TRECHO FORNECIDO:
Com a publicação de sua obra Jamais Fomos Modernos em 1994, Bruno Latour tornou-se célebre em muitos países do mundo quase que instantaneamente. Mas não na França, onde seu pensamento demorou para ser aceito e só começou a ganhar espaço graças ao impacto e à acolhida que seus livros tiveram entre a antropologia da atualidade. Nesse livro, Latour retraça a história ideológica do desenvolvimento da “razão ocidental” e a crítica como uma ilusão que jamais chegou a penetrar mesmo nas práticas mais centrais ou nos espaços mais conceituados da cultura euro-americana. Para Latour, esse desenvolvimento da “razão ocidental” leva à depuração da cultura a que chamamos de modernidade. Novo iconoclasta do pensamento na França, híbrido de sociólogo, filósofo e antropólogo, inovador polêmico, educador transdisciplinar, ao se conversar com Latour fica-nos a nítida impressão de que estamos diante de um pensador que representa hoje uma grande corrente filosófica do futuro, que estará em voga talvez daqui a 20 ou 30 anos.

Mas Latour nos mostra também que esse futuro já estava lá em nosso passado. Um dos aspectos mais surpreendentes de seu pensamento é de fato sua maneira de abordar o passado e a chamada “periferia” da denominada civilização “ocidental”, que ele considera uma aberração. Latour mostra como os “centros” de propagação dessa cultura, que são representados pelos laboratórios de ciências hoje em dia, são semelhantes ao que a própria ciência considera periférico e exótico. Para Latour, são os que se consideram modernos que são exóticos, e o Brasil nunca foi realmente moderno, pois nosso país (felizmente) pulou esse retrocesso, cuja expressão maior hoje em dia são os fundamentalismos orientais e ocidentais, espelhos monstruosos de si mesmos. Questionando persuasões filosóficas inteiras de Descartes à sociologia moderna, passando por Émile Durkheim, Karl Marx ou a filosofia analítica, impugnando divisões artificiais que, segundo ele, levaram à separação entre a natureza e a cultura, do inato e do aprendido, além da distinção entre as coisas e os objetos, Latour estende suas análises prático-teóricas à filosofia, à economia, à ecologia, à política. Para Latour, o que é importante nas ciências sociais agora é se interessar pela questão da produção das instituições que permitem a criação das coletividades e das associações que se desenvolvem no mundo de hoje, que não mais tem relação com a que antes chamamos de natureza e sociedade.

ENTRADAS ARMAZENADAS:
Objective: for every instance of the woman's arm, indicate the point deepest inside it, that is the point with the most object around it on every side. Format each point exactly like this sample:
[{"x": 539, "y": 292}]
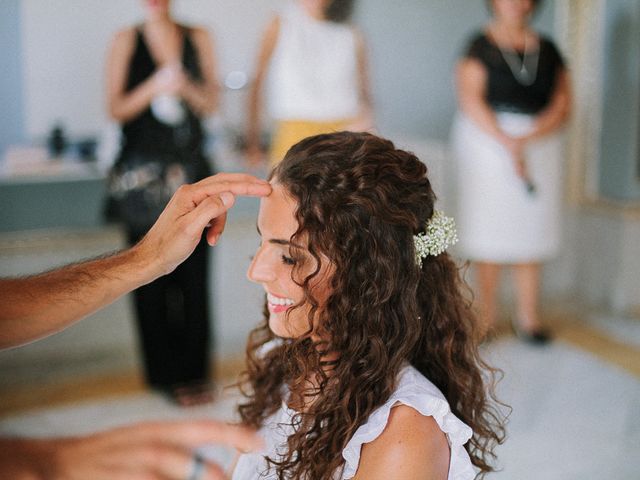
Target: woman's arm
[
  {"x": 365, "y": 120},
  {"x": 122, "y": 105},
  {"x": 202, "y": 96},
  {"x": 471, "y": 82},
  {"x": 471, "y": 87},
  {"x": 556, "y": 113},
  {"x": 267, "y": 47},
  {"x": 411, "y": 447}
]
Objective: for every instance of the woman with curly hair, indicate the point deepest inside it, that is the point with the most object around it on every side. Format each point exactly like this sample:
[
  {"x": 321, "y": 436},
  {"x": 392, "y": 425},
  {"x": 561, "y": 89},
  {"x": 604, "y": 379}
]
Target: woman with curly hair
[{"x": 366, "y": 364}]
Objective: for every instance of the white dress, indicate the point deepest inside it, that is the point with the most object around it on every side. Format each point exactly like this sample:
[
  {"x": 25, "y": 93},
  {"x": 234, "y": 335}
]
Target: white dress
[
  {"x": 413, "y": 390},
  {"x": 498, "y": 220},
  {"x": 313, "y": 73}
]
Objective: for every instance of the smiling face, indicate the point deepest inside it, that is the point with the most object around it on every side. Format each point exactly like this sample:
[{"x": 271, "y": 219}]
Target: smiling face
[{"x": 276, "y": 266}]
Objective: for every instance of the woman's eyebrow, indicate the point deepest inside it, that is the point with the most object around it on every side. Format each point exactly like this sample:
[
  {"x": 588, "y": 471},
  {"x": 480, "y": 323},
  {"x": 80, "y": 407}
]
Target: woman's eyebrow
[{"x": 279, "y": 241}]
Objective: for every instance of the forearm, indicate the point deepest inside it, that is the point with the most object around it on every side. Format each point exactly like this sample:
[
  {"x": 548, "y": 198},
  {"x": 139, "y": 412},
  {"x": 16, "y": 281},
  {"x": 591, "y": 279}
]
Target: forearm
[
  {"x": 26, "y": 459},
  {"x": 549, "y": 121},
  {"x": 33, "y": 307}
]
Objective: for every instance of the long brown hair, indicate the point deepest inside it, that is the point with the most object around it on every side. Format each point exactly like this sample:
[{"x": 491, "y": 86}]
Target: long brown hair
[{"x": 360, "y": 201}]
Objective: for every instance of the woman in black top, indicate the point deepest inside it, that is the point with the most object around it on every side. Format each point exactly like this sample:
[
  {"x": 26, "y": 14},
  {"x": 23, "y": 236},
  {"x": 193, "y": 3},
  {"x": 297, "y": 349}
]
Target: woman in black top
[
  {"x": 160, "y": 83},
  {"x": 513, "y": 93}
]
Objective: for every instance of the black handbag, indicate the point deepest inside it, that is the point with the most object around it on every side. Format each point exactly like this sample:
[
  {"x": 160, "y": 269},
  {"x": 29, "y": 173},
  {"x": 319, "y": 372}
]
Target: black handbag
[{"x": 141, "y": 184}]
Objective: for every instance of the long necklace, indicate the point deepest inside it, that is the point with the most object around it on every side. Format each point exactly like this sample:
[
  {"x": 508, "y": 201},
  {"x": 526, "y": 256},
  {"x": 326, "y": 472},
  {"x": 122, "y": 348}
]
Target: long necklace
[{"x": 524, "y": 71}]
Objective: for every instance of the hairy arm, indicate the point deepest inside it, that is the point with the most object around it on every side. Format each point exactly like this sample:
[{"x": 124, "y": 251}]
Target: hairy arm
[
  {"x": 39, "y": 305},
  {"x": 411, "y": 447},
  {"x": 142, "y": 450},
  {"x": 203, "y": 96}
]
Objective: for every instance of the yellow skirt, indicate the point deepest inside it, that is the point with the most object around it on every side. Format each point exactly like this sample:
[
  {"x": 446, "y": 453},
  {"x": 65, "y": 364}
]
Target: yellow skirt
[{"x": 290, "y": 132}]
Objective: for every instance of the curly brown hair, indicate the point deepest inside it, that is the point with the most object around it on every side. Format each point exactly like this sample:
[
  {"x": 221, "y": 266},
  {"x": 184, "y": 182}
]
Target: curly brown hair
[{"x": 359, "y": 203}]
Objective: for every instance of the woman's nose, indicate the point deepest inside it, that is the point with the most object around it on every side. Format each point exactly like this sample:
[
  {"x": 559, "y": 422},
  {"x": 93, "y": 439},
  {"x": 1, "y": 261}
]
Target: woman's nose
[{"x": 260, "y": 270}]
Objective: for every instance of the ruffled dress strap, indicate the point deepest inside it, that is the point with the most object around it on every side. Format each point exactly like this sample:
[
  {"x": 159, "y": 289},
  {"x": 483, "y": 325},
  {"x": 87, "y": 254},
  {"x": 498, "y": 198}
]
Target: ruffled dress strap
[{"x": 417, "y": 392}]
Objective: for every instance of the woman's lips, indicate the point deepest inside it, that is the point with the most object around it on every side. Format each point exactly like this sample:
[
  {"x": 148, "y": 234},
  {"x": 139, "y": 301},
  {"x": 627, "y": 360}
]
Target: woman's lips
[{"x": 278, "y": 304}]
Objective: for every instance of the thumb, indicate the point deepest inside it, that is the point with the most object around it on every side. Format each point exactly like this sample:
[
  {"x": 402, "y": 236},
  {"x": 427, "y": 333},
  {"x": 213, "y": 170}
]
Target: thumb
[{"x": 211, "y": 212}]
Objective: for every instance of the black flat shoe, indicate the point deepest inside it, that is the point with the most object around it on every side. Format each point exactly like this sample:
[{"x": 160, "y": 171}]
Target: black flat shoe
[{"x": 538, "y": 336}]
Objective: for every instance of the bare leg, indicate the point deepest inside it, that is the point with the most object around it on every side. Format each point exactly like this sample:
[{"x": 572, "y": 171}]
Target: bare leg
[
  {"x": 527, "y": 291},
  {"x": 488, "y": 276}
]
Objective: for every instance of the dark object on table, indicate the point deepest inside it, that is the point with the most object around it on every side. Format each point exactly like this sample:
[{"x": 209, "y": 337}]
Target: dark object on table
[{"x": 56, "y": 142}]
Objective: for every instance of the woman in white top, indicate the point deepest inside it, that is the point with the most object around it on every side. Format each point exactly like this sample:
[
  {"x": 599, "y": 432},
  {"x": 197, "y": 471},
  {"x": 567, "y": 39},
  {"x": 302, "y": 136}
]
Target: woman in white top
[
  {"x": 314, "y": 64},
  {"x": 366, "y": 364}
]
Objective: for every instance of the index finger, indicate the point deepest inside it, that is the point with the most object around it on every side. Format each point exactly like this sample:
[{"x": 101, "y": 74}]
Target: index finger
[{"x": 236, "y": 183}]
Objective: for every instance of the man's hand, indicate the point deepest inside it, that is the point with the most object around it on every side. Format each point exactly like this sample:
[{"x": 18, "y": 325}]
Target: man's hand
[
  {"x": 192, "y": 209},
  {"x": 150, "y": 450}
]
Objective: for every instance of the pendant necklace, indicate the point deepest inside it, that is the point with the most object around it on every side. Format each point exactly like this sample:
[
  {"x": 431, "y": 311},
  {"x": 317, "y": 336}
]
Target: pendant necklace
[{"x": 524, "y": 71}]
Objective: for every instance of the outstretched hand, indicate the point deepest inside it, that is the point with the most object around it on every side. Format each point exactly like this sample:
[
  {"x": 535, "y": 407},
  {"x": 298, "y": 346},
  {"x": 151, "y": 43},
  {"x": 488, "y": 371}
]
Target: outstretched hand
[
  {"x": 190, "y": 211},
  {"x": 149, "y": 450}
]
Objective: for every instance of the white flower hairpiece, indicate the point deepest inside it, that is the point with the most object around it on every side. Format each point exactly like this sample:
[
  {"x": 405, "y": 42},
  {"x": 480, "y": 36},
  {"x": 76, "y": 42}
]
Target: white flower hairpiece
[{"x": 440, "y": 233}]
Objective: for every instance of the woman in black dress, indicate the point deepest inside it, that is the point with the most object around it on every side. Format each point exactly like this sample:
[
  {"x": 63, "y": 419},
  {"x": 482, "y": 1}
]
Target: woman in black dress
[
  {"x": 514, "y": 99},
  {"x": 160, "y": 83}
]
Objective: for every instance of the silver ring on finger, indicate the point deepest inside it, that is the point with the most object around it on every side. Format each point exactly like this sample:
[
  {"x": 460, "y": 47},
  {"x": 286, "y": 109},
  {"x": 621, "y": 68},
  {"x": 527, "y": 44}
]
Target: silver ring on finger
[{"x": 196, "y": 468}]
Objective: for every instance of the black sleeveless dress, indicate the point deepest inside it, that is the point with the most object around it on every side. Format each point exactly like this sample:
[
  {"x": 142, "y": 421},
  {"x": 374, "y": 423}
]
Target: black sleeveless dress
[{"x": 173, "y": 311}]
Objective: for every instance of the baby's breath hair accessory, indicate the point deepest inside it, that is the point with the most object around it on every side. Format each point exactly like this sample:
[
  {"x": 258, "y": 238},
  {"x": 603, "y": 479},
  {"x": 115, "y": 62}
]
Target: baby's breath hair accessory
[{"x": 439, "y": 234}]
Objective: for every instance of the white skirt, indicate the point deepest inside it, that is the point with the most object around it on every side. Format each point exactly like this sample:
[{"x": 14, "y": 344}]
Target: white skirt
[{"x": 498, "y": 220}]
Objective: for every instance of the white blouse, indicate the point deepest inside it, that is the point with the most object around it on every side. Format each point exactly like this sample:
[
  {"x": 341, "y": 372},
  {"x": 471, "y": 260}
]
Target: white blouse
[
  {"x": 413, "y": 390},
  {"x": 313, "y": 73}
]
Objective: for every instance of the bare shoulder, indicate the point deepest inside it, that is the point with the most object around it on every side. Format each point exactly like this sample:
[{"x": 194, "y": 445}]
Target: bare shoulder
[{"x": 411, "y": 447}]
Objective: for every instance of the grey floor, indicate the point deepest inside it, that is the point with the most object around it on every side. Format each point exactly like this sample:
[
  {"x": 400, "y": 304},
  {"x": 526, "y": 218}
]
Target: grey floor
[{"x": 574, "y": 416}]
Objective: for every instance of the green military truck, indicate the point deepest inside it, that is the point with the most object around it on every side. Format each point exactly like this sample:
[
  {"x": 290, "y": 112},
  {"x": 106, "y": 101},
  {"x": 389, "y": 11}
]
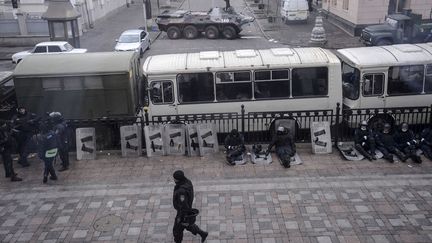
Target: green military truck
[{"x": 397, "y": 29}]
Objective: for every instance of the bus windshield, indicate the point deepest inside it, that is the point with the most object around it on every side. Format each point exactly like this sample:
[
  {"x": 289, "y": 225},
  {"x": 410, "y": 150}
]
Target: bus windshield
[{"x": 350, "y": 82}]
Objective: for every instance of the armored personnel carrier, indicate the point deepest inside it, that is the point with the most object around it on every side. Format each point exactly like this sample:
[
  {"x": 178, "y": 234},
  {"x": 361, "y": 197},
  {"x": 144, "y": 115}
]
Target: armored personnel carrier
[{"x": 216, "y": 22}]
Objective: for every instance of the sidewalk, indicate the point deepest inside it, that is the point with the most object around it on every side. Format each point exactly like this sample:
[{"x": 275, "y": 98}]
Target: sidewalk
[
  {"x": 298, "y": 34},
  {"x": 326, "y": 199}
]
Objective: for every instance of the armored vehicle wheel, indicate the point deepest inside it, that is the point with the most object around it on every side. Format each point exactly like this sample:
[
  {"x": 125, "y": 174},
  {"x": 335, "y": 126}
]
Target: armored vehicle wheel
[
  {"x": 229, "y": 32},
  {"x": 190, "y": 32},
  {"x": 173, "y": 32},
  {"x": 212, "y": 32}
]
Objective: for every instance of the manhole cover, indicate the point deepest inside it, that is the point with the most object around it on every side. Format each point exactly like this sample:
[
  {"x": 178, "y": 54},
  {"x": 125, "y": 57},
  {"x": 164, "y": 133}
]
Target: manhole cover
[{"x": 107, "y": 223}]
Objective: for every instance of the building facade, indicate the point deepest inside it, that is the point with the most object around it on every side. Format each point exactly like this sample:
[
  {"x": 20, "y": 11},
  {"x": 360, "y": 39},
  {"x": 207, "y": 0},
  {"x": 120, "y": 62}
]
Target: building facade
[
  {"x": 24, "y": 25},
  {"x": 354, "y": 15}
]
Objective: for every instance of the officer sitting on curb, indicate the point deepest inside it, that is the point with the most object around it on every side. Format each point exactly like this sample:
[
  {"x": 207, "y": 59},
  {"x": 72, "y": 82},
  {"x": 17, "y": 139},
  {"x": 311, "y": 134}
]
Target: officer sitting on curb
[
  {"x": 234, "y": 144},
  {"x": 285, "y": 146},
  {"x": 364, "y": 141},
  {"x": 407, "y": 143}
]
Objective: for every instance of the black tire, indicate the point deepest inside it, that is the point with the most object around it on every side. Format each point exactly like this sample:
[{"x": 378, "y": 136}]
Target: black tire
[
  {"x": 384, "y": 43},
  {"x": 211, "y": 32},
  {"x": 229, "y": 33},
  {"x": 173, "y": 32},
  {"x": 190, "y": 32}
]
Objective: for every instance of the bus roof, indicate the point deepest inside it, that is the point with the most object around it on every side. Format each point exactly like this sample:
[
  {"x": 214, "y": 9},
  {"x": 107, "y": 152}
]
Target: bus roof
[
  {"x": 239, "y": 59},
  {"x": 74, "y": 64},
  {"x": 379, "y": 56}
]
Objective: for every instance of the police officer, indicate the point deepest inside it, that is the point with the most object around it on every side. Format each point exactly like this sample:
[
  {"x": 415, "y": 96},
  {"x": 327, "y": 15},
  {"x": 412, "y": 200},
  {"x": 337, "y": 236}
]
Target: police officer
[
  {"x": 48, "y": 149},
  {"x": 285, "y": 146},
  {"x": 387, "y": 145},
  {"x": 364, "y": 141},
  {"x": 6, "y": 149},
  {"x": 183, "y": 197},
  {"x": 234, "y": 144},
  {"x": 406, "y": 142},
  {"x": 25, "y": 124},
  {"x": 426, "y": 142},
  {"x": 60, "y": 128}
]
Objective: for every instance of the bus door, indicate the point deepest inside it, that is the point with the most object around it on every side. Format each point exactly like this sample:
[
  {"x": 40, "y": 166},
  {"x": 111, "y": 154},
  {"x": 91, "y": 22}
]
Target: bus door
[
  {"x": 373, "y": 90},
  {"x": 161, "y": 94}
]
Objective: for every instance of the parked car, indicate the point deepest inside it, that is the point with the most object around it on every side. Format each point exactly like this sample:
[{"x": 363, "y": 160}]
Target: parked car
[
  {"x": 133, "y": 40},
  {"x": 49, "y": 47}
]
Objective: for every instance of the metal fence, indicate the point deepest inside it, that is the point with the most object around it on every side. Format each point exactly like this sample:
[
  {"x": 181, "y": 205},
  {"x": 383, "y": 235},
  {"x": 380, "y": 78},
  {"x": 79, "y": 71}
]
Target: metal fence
[{"x": 257, "y": 127}]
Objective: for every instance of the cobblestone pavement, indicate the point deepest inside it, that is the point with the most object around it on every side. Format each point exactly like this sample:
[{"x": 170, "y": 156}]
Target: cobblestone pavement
[{"x": 326, "y": 199}]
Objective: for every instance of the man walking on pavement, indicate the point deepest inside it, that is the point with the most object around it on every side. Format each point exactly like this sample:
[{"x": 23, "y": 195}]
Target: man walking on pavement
[
  {"x": 183, "y": 197},
  {"x": 5, "y": 151},
  {"x": 60, "y": 129}
]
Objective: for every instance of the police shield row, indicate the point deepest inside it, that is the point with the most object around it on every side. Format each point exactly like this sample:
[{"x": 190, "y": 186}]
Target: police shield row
[
  {"x": 26, "y": 132},
  {"x": 398, "y": 143}
]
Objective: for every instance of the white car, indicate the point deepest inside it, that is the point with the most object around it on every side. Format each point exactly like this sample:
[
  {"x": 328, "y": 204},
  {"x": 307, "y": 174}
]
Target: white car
[
  {"x": 133, "y": 40},
  {"x": 49, "y": 47}
]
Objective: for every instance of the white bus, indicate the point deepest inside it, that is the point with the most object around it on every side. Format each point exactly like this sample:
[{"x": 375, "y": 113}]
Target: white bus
[
  {"x": 387, "y": 76},
  {"x": 278, "y": 79}
]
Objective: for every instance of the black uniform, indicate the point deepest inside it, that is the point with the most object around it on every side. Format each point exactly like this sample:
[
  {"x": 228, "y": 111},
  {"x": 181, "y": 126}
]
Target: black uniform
[
  {"x": 364, "y": 141},
  {"x": 48, "y": 149},
  {"x": 234, "y": 143},
  {"x": 60, "y": 128},
  {"x": 285, "y": 147},
  {"x": 6, "y": 145},
  {"x": 387, "y": 145},
  {"x": 26, "y": 125},
  {"x": 406, "y": 142},
  {"x": 183, "y": 197},
  {"x": 426, "y": 142}
]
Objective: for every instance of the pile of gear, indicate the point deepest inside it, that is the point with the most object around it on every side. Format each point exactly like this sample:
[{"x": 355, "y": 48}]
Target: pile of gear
[{"x": 400, "y": 142}]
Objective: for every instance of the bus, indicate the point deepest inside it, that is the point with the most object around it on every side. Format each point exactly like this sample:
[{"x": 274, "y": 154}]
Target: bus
[
  {"x": 278, "y": 79},
  {"x": 387, "y": 76},
  {"x": 80, "y": 86}
]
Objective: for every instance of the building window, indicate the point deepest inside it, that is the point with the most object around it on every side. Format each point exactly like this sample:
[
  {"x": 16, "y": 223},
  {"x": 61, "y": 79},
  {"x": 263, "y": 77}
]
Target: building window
[
  {"x": 195, "y": 87},
  {"x": 345, "y": 5},
  {"x": 405, "y": 80},
  {"x": 233, "y": 86}
]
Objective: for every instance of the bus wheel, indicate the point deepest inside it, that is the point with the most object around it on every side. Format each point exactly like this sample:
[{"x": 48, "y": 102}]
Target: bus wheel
[
  {"x": 211, "y": 32},
  {"x": 377, "y": 122},
  {"x": 229, "y": 32},
  {"x": 190, "y": 32},
  {"x": 173, "y": 32}
]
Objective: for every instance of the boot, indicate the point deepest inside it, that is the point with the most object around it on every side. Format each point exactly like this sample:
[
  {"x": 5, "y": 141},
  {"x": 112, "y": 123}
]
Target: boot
[
  {"x": 15, "y": 178},
  {"x": 203, "y": 235}
]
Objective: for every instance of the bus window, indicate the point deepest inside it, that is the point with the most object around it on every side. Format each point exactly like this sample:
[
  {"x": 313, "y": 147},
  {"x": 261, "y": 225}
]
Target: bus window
[
  {"x": 428, "y": 79},
  {"x": 350, "y": 81},
  {"x": 405, "y": 80},
  {"x": 307, "y": 82},
  {"x": 161, "y": 92},
  {"x": 373, "y": 84},
  {"x": 233, "y": 86},
  {"x": 272, "y": 84},
  {"x": 195, "y": 87}
]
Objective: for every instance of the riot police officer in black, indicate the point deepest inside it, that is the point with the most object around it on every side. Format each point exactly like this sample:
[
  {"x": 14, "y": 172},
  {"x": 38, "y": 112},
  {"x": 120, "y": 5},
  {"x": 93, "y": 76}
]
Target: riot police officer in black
[
  {"x": 183, "y": 197},
  {"x": 25, "y": 124},
  {"x": 234, "y": 144},
  {"x": 407, "y": 143},
  {"x": 60, "y": 128},
  {"x": 426, "y": 142},
  {"x": 387, "y": 145},
  {"x": 6, "y": 144},
  {"x": 364, "y": 141},
  {"x": 285, "y": 146}
]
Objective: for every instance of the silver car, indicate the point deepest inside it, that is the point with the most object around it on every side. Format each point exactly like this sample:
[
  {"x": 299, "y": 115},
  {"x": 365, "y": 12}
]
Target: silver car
[{"x": 133, "y": 40}]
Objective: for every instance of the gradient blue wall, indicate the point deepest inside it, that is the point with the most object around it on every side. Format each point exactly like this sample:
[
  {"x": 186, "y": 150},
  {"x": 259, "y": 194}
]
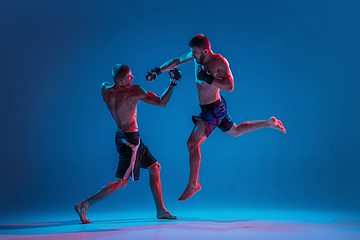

EXERCÍCIO CURTO A:
Conte em quantas linhas das entradas aparece a palavra "finger", levando em conta maiúsculas e minúsculas. Responda somente com o número.
EXERCÍCIO CURTO B:
Dê continuidade ao texto sobre Bruno Latour, começando logo após a última frase apresentada.

RESULTADO FINAL A:
4

RESULTADO FINAL B:
Como passamos a maior parte do tempo na história da filosofia, da sociologia, da antropologia, ou mesmo em todas as ciências sociais, a traduzir o que encontramos nos termos de uma ideologia que nada veio nos explicar, um paradigma assimétrico que apenas traduz os termos de uma cultura nos termos de outra, Latour acredita que o campo das investigações hoje em dia começa a abrir para pesquisas mais híbridas que irão realmente transformar as nossas persuasões e disciplinas. Esse processo, para Latour, já está acontecendo, é preciso apenas tirar nossas “lentes de contato” para vê-lo. É preciso também que reconheçamos os meios para refazer um mundo no qual possamos coabitar com outros seres, o que, segundo Latour, os brasileiros estão mais preparados para fazer do que os franceses.

CULT – Um de seus trabalhos mais conhecidos no Brasil é o livro Jamais fomos modernos. Qual é a relação desse livro com a antropologia ?
Bruno Latour - Em primeiro lugar, a tese desse livro não faz muito sentido ao se falar no Brasil, porque os brasileiros nunca foram modernos. Foram sempre, de uma certa forma, pós-modernos. Este livro foi traduzido em 25 línguas e teve um impacto bastante diverso nos países em que foi publicado. Na França, por exemplo, seu impacto não foi muito grande. O que quis fazer foi uma antropologia daqueles que são chamados “modernos”. A distância que tomamos normalmente na antropologia quando nós nos afastamos de nossa cultura para estudar uma outra, por exemplo, para conviver com pessoas com quem não convivemos geralmente, é equivalente neste livro a uma tomada de distância interior, um distanciamento diante da história do chamado “mundo ocidental” nos últimos 300 anos, para mostrar como algo se passou durante este período, algo ligado à atividade científica e técnica, mas que não tem nada a ver com o que se diz ter acontecido.

CULT – O modernismo seria então uma invenção exótica?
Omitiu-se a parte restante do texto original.